[[ Data open ]]
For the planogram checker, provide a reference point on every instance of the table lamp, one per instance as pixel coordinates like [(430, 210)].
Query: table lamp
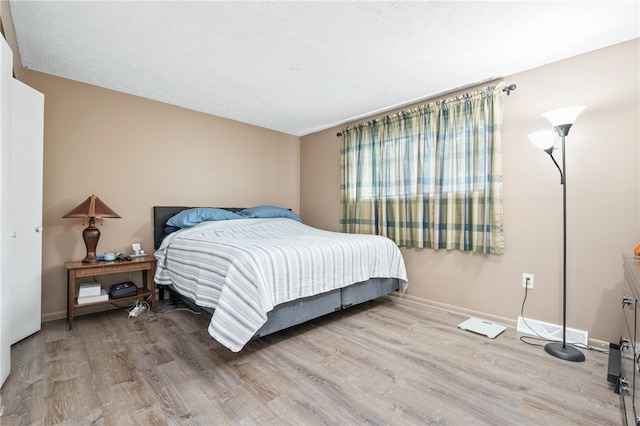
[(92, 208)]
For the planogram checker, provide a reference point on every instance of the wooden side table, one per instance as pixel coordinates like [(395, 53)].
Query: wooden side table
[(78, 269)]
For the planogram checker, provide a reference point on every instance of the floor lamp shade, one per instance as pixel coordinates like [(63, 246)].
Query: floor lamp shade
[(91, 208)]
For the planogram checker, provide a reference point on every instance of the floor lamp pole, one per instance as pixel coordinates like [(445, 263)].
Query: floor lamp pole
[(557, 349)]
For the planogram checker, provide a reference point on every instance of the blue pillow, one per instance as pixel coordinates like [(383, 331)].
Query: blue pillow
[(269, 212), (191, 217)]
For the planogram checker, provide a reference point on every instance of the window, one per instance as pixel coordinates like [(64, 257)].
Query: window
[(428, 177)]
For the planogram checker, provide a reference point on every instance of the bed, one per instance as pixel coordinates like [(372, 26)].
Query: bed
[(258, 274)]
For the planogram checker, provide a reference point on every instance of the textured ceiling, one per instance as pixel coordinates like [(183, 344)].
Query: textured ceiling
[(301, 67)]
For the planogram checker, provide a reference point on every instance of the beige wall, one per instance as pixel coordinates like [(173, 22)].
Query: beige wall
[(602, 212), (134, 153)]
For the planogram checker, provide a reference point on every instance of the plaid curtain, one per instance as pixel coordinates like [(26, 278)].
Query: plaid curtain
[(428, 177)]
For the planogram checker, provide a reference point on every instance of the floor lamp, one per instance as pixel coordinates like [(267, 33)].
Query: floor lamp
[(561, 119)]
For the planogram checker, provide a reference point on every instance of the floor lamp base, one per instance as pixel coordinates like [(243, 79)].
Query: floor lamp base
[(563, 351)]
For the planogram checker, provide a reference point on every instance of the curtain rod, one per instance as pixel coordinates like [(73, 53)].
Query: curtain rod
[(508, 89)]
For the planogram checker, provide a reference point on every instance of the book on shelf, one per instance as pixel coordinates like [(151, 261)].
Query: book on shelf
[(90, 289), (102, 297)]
[[ Data closed ]]
Write out the listing above in full, word for word, with no pictures.

For the planogram checker, provide a reference point on every instance of the table lamp, one per instance as pixel coordinates like [(430, 210)].
Query: table lamp
[(92, 208)]
For the planogram checker, provide a reference point on every instance of the wooden side table, one per instance as pixel coordinates like [(395, 53)].
Query: wooden side table
[(78, 269)]
For the planogram checker, provide a reference point on every instance of the floor lamp shade, one per instance as pixel coordinates like [(63, 246)].
Query: floor lamp shade
[(91, 208)]
For the planogram checker, provide a reference point on every instance of the floor lamp pole, one per instance as pixel coordinates like [(445, 263)].
Query: floor lamp pole
[(557, 349)]
For the planogram checker, provide a reference point on every instance of the blue pillow, one per instance as pixel coordinates like [(383, 331)].
Query: blue pillow
[(269, 212), (191, 217)]
For the planogram checker, provide a reference point on every instance of the window, one per instance as pixel coordinates like [(64, 257)].
Query: window
[(428, 177)]
For the planogram checker, provide a reference point on every instance of the bed, one per instance as pixel coordinates like [(372, 26)].
Query: bed
[(258, 274)]
For the planogram checker, provide a reference point on every instance of the textured ceiling, one per instance as pixel coordinates like [(183, 344)].
Query: textured ceiling
[(301, 67)]
For the planogram checker, provide a reference point on every instance of the beige wall, one per instance as pixel coordinates like [(173, 22)].
Query: beige wall
[(602, 212), (134, 153)]
For the planogram checker, provide a reference point on every instance of the plaid curtain, one per instance as pixel coordinates like [(26, 278)].
Query: plaid curtain
[(428, 177)]
For the planogram checker, provide a reference point on every instance of the floor lamp, one per instance as pixel coordinates like [(267, 33)].
Query: floor lamp
[(561, 119)]
For the planogram checker, provide a reference point on every instance of the floor lamp base, one per instance as pixel coordinates like [(243, 79)].
Query: floor lamp base
[(563, 351)]
For the planogram checker, provide a reference point on every instance of the curtain rod, one per instance as pixel coordinates like [(73, 53)].
Query: curtain rod
[(508, 89)]
For the planogram checker, provide a reference point on every instance of the book on shelf, one per instance as pixel coordinates like [(151, 261)].
Query: book on shelf
[(90, 289), (102, 297)]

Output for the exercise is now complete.